— INSTRUCTIONS FOR THE TASK —
Pull out every line from the one containing "request: trace the outline of every instance of the tree" down to the one containing "395], [718, 382]]]", both ends included. Reproduce those lines unchanged and nothing else.

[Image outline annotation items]
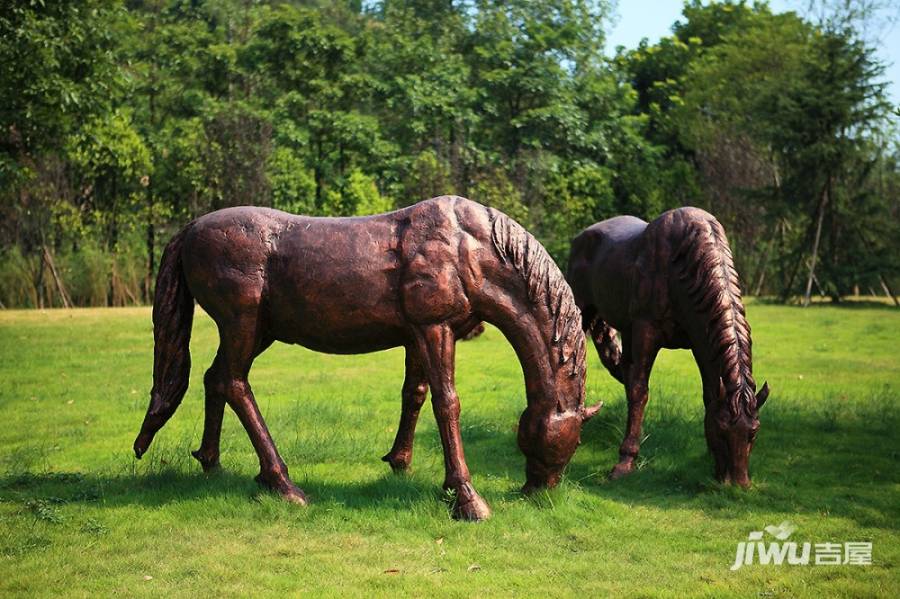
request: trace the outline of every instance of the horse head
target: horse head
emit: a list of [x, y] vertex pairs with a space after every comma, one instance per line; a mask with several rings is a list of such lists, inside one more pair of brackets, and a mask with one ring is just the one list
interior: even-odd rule
[[[576, 383], [575, 377], [569, 377]], [[572, 385], [573, 387], [575, 385]], [[561, 386], [565, 390], [564, 386]], [[579, 401], [574, 409], [562, 409], [559, 404], [549, 409], [529, 405], [519, 418], [519, 449], [525, 454], [525, 485], [530, 493], [543, 487], [555, 487], [572, 455], [581, 443], [581, 425], [595, 416], [603, 402], [585, 406], [583, 388], [571, 388]], [[573, 395], [576, 396], [576, 395]], [[546, 404], [544, 404], [546, 405]]]
[[716, 462], [716, 478], [745, 488], [750, 486], [750, 452], [759, 431], [759, 410], [769, 397], [769, 384], [764, 383], [755, 393], [755, 401], [733, 396], [753, 391], [739, 388], [729, 392], [720, 380], [718, 401], [707, 410], [705, 421], [706, 442]]

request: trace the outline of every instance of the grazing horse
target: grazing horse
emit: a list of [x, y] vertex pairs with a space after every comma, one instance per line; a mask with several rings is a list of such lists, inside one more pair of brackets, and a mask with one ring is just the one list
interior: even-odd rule
[[722, 225], [698, 208], [670, 210], [650, 224], [633, 216], [599, 222], [572, 241], [567, 278], [601, 362], [625, 385], [628, 425], [611, 476], [634, 470], [656, 354], [682, 348], [693, 352], [703, 379], [716, 477], [748, 486], [769, 387], [756, 392], [750, 326]]
[[166, 247], [156, 282], [153, 389], [137, 457], [187, 390], [195, 299], [218, 325], [219, 349], [204, 377], [203, 439], [193, 455], [204, 470], [218, 466], [227, 403], [259, 456], [257, 481], [296, 503], [306, 496], [289, 478], [247, 382], [254, 358], [274, 341], [338, 354], [403, 346], [400, 426], [383, 459], [395, 470], [409, 466], [430, 387], [444, 488], [463, 519], [487, 518], [490, 509], [463, 454], [457, 339], [485, 320], [516, 350], [528, 402], [518, 432], [526, 491], [559, 481], [582, 420], [598, 409], [584, 407], [584, 333], [562, 273], [520, 225], [465, 198], [352, 218], [227, 208], [187, 225]]

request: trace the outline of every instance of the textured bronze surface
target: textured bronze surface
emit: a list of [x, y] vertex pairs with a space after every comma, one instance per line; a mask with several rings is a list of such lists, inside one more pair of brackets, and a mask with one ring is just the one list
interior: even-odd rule
[[750, 326], [722, 225], [698, 208], [670, 210], [649, 225], [632, 216], [602, 221], [572, 241], [567, 278], [601, 362], [625, 385], [628, 424], [612, 476], [634, 470], [656, 354], [684, 348], [703, 380], [716, 477], [748, 486], [769, 389], [756, 392]]
[[204, 378], [203, 439], [193, 452], [204, 470], [219, 464], [227, 403], [259, 455], [257, 480], [306, 503], [247, 382], [254, 358], [274, 341], [341, 354], [403, 346], [400, 425], [383, 459], [395, 470], [409, 467], [416, 420], [430, 388], [444, 449], [444, 488], [456, 497], [454, 515], [488, 517], [463, 455], [454, 384], [456, 340], [482, 320], [503, 332], [525, 375], [528, 406], [518, 433], [526, 457], [524, 489], [555, 485], [578, 445], [587, 412], [581, 315], [544, 248], [496, 210], [445, 196], [367, 217], [311, 218], [240, 207], [189, 224], [169, 243], [160, 265], [153, 389], [134, 443], [138, 457], [187, 389], [195, 299], [220, 337]]

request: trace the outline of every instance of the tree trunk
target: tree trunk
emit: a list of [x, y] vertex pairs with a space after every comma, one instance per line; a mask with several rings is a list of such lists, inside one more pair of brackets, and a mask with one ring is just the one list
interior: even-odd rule
[[778, 221], [778, 224], [772, 229], [772, 239], [769, 240], [769, 243], [763, 252], [763, 256], [759, 261], [759, 276], [756, 278], [756, 287], [753, 289], [753, 295], [756, 297], [759, 297], [759, 293], [762, 291], [762, 284], [766, 279], [766, 266], [769, 264], [769, 254], [772, 253], [772, 248], [775, 247], [775, 238], [778, 236], [778, 229], [780, 227], [781, 221]]
[[897, 301], [897, 296], [894, 295], [894, 290], [891, 289], [890, 286], [887, 284], [887, 279], [884, 278], [883, 274], [879, 273], [878, 280], [881, 281], [881, 288], [884, 289], [885, 295], [887, 295], [889, 298], [894, 300], [895, 306], [900, 306], [900, 301]]
[[818, 222], [816, 222], [816, 237], [813, 240], [813, 251], [809, 261], [809, 276], [806, 279], [806, 293], [803, 295], [803, 307], [809, 306], [809, 296], [812, 294], [813, 278], [816, 275], [816, 259], [819, 257], [819, 239], [822, 237], [822, 221], [825, 219], [825, 206], [828, 204], [828, 183], [822, 190], [822, 200], [819, 202]]

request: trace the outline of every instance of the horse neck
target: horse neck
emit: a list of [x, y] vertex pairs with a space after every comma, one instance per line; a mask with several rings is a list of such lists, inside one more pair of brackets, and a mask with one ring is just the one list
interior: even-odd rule
[[[585, 344], [572, 290], [547, 250], [521, 225], [492, 209], [488, 216], [499, 268], [494, 297], [483, 298], [485, 319], [515, 348], [529, 406], [541, 397], [560, 411], [577, 411], [584, 398]], [[578, 392], [570, 393], [566, 383], [572, 379]]]
[[[750, 326], [740, 282], [724, 230], [715, 221], [693, 223], [677, 252], [680, 276], [673, 279], [681, 320], [704, 378], [721, 379], [733, 413], [754, 401]], [[699, 360], [698, 360], [699, 361]], [[708, 374], [707, 374], [708, 373]], [[710, 380], [718, 395], [718, 382]]]

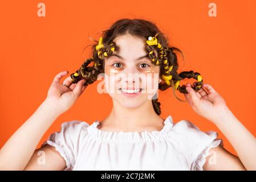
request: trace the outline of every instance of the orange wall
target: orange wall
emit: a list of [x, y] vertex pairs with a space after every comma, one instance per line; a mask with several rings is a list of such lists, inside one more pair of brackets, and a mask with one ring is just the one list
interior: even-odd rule
[[[100, 1], [1, 2], [0, 147], [44, 100], [55, 75], [64, 70], [73, 73], [90, 56], [90, 48], [82, 53], [92, 43], [88, 35], [97, 39], [98, 32], [123, 18], [156, 23], [168, 35], [170, 44], [185, 53], [180, 72], [200, 73], [204, 81], [221, 94], [238, 119], [256, 135], [253, 93], [256, 90], [253, 72], [256, 65], [255, 1]], [[46, 17], [37, 16], [39, 2], [46, 4]], [[217, 4], [217, 17], [208, 15], [210, 2]], [[174, 122], [188, 119], [203, 131], [217, 131], [226, 148], [235, 154], [220, 130], [194, 113], [188, 103], [174, 98], [170, 89], [160, 93], [160, 101], [162, 118], [170, 114]], [[64, 121], [92, 123], [103, 119], [111, 110], [107, 106], [109, 105], [110, 97], [98, 94], [96, 83], [88, 86], [72, 107], [56, 120], [38, 146]]]

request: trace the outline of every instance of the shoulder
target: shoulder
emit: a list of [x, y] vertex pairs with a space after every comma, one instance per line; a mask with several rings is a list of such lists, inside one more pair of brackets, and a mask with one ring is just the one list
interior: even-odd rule
[[220, 144], [223, 146], [222, 140], [217, 139], [217, 132], [201, 131], [188, 120], [181, 120], [174, 124], [169, 137], [191, 165], [192, 170], [202, 170], [209, 150]]
[[184, 137], [186, 139], [197, 139], [200, 141], [206, 139], [212, 140], [218, 136], [218, 133], [214, 131], [203, 131], [198, 127], [188, 120], [182, 119], [174, 123], [172, 128], [172, 133]]

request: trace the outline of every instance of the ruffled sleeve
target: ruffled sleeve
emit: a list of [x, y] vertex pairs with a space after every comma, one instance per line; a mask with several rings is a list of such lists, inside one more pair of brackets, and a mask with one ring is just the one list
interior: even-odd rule
[[217, 132], [202, 131], [189, 121], [178, 122], [174, 125], [172, 130], [172, 137], [177, 138], [177, 147], [183, 153], [192, 171], [204, 170], [202, 166], [210, 150], [219, 144], [223, 146], [222, 139], [217, 139]]
[[77, 120], [64, 122], [60, 131], [51, 134], [41, 147], [46, 144], [55, 147], [66, 161], [63, 170], [72, 170], [79, 152], [79, 137], [88, 126], [87, 122]]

— RESULT —
request: trace the outline of every instance of the tree trunk
target: tree trunk
emit: a list of [x, y] vertex pairs with a space after every comma, one instance per line; a mask with several rings is a list of such lists, inside one more pair of brackets, and a mask with one ring is just the one list
interior: even-odd rule
[[778, 221], [778, 224], [772, 229], [772, 239], [769, 240], [769, 243], [763, 252], [763, 256], [759, 261], [759, 276], [756, 278], [756, 287], [753, 289], [753, 295], [756, 297], [759, 297], [759, 293], [762, 291], [762, 284], [766, 279], [766, 266], [769, 264], [769, 254], [772, 253], [772, 248], [775, 247], [775, 238], [778, 236], [778, 229], [780, 227], [781, 221]]
[[897, 301], [897, 296], [894, 295], [894, 290], [891, 289], [890, 286], [887, 284], [887, 279], [884, 278], [883, 274], [879, 273], [878, 280], [881, 281], [881, 288], [884, 289], [885, 295], [887, 295], [889, 298], [894, 300], [895, 306], [900, 306], [900, 301]]
[[818, 222], [816, 222], [816, 237], [813, 240], [813, 251], [809, 261], [809, 276], [806, 279], [806, 293], [803, 295], [803, 307], [809, 306], [809, 296], [812, 294], [813, 278], [816, 275], [816, 259], [819, 257], [819, 239], [822, 237], [822, 221], [825, 219], [825, 206], [828, 204], [828, 183], [822, 190], [822, 200], [819, 202]]

request: trace the outline of every instance of the horse neck
target: horse neck
emit: a list of [x, y] vertex pairs with a space after every comma, one instance per line; a mask with several rings is a list of such lists, inside one more pair of brackets, and a mask with one ring is just the one list
interior: even-odd rule
[[[585, 344], [572, 290], [547, 250], [521, 225], [492, 209], [488, 216], [499, 268], [494, 297], [483, 298], [485, 319], [515, 348], [529, 406], [541, 397], [560, 411], [577, 411], [584, 398]], [[578, 392], [570, 393], [566, 383], [572, 379]]]
[[[750, 326], [740, 282], [724, 230], [715, 221], [693, 223], [677, 252], [680, 276], [673, 279], [681, 320], [704, 378], [721, 379], [733, 413], [754, 401]], [[699, 360], [698, 360], [699, 361]], [[708, 374], [707, 374], [708, 373]], [[710, 380], [718, 395], [718, 382]]]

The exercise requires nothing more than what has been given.